Recently, a friend forwarded me a link to a Forbes magazine article entitled “4 Tax-Efficient Strategies In Retirement”.  I have the greatest respect for the articles in Forbes, and I recommend this one to you (click here to review it); however, I have some issues with parts of it.

The article is basically a primer on what to do year-by-year once you retire.  Its Strategy #1 (consider the basic retirement withdrawal sequence) follows essentially what InsMark’s Wealthy and Wise? does in recommending access of the weakest assets first.

I agree with RMDs-first for IRA-type accounts as they are unavoidable, but I disagree with their recommendations for the sequential use of other liquid assets for cash flow which are:

  • Taxable accounts;
  • Tax-deferred retirement accounts such as a traditional IRA, 401(k), 403(b), 457;
  • Tax-exempt retirement accounts such as a Roth IRA or Roth 401(k).

This lacks substance.  For instance, in its reference to taxable accounts as those assets to access next, the article does not distinguish between accounts that produce all taxable income, like money market funds and CDs, compared to equities with tax-favored capital gains and dividends.  That is a serious overlook as money market funds or CDs are typically the first place to access cash flow (after RMDs), and an equity account is generally one of the last.

Also, tax exempt private accounts such as muni bonds are totally overlooked.

That said, you can't establish the proper order by guessing.  Each asset classifications must be assigned a yield or growth or dividend that is satisfactory to the client.  Then that client's particular cash flow needs must be integrated with that asset base so as to provide the best long-range net worth and wealth to heirs.

== == ==

WRITTEN TASK 1: Reproduce the object-pointing listing below line for line, changing nothing.
WRITTEN TASK 2: Continue the commentary on tax-efficient retirement withdrawals, picking up after its last sentence.

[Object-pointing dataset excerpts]

== == ==

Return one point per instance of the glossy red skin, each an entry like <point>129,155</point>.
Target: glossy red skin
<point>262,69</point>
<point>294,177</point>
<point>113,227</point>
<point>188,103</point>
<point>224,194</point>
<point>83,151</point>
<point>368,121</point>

== == ==

EXERCISE OUTPUT 1:
Return one point per instance of the glossy red skin, each an entry like <point>129,155</point>.
Target: glossy red skin
<point>262,69</point>
<point>294,177</point>
<point>113,227</point>
<point>188,103</point>
<point>224,194</point>
<point>83,151</point>
<point>368,121</point>

EXERCISE OUTPUT 2:
Click here for comments regarding yield, growth, and Monte Carlo simulations.

OK, so how do you do that?  The only way to do it effectively is with the Wealthy and Wise? algorithm available by using the Maximize Net Worth selection on the Prioritize the Use of Assets sub-tab located on the Illustrations Detail tab.  You can't generalize the best prioritization order because you can get pretty wide yield, growth, and dividend assumptions from client to client.

Click below for a video of Wealthy and Wise in action that demonstrates the analytical power of what we call Good Logic vs. Bad Logic?.

Case Study Video, Good Logic vs. Bad Logic? (8 minutes):

 

If this is your initial introduction to Wealthy and Wise, you may want to watch the comprehensive version of the above video (17 minutes) where we take you through the sample case step by step using this unique InsMark planning system.

Comprehensive version including the Case Study (17 minutes):
Good Logic vs. Bad Logic? Video (Comprehensive)

Management and adviser fees and portfolio turnover assumptions can also vary widely by client as well.  These are specific to each client and different assumptions can change the recommended order of withdrawal.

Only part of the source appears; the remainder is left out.